Write out precisely the lines beginning with the line that contains "Each instance of the woman's hand" and ending with the last line of the entries, and no other lines.

.....

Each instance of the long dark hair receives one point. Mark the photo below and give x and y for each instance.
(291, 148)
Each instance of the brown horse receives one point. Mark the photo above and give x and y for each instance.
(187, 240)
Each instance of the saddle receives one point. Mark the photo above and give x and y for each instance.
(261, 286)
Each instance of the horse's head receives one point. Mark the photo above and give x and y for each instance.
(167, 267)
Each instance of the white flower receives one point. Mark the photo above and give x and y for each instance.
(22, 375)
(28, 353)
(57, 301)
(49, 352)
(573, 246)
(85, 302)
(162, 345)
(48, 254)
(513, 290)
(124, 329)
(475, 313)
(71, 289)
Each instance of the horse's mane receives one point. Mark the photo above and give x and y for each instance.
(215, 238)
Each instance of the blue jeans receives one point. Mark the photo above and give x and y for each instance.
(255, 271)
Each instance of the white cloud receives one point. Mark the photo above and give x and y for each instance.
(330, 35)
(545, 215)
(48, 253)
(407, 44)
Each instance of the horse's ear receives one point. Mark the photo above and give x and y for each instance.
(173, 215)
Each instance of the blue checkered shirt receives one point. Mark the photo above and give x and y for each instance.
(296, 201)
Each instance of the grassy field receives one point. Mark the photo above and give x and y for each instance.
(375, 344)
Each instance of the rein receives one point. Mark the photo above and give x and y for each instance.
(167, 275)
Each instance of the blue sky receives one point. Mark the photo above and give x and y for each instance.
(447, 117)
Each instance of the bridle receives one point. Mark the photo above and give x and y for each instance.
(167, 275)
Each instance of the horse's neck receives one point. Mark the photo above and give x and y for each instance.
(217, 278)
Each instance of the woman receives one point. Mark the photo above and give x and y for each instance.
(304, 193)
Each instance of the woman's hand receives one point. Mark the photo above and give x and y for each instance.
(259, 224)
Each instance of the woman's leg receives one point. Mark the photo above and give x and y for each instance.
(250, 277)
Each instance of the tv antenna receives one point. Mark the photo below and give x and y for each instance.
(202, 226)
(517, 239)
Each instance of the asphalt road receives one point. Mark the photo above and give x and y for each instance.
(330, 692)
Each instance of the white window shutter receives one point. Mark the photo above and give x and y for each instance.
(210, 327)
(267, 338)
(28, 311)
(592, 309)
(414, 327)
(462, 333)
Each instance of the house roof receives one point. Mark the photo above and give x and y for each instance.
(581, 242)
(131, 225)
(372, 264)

.....

Answer to the task:
Each instance of the woman's hand receives one point. Mark the photo above and give x and y for each instance.
(259, 224)
Each instance of the woman's leg receives one point. Mark the photo above and give x and y for each instance.
(250, 277)
Each instance of the tv antenna receives one point. Mark the photo below and give x and y for each instance.
(202, 226)
(517, 239)
Each instance of the asphalt road receives one point. Mark the photo above and give x and y for each instance.
(330, 692)
Each instance of the white window shutter receives one point. Mark the photo above and give x and y for each instance.
(210, 327)
(267, 338)
(28, 311)
(592, 309)
(414, 327)
(462, 333)
Each instance of the house roof receives one point. Mark the photo above and give x and y for each instance.
(581, 242)
(131, 225)
(372, 264)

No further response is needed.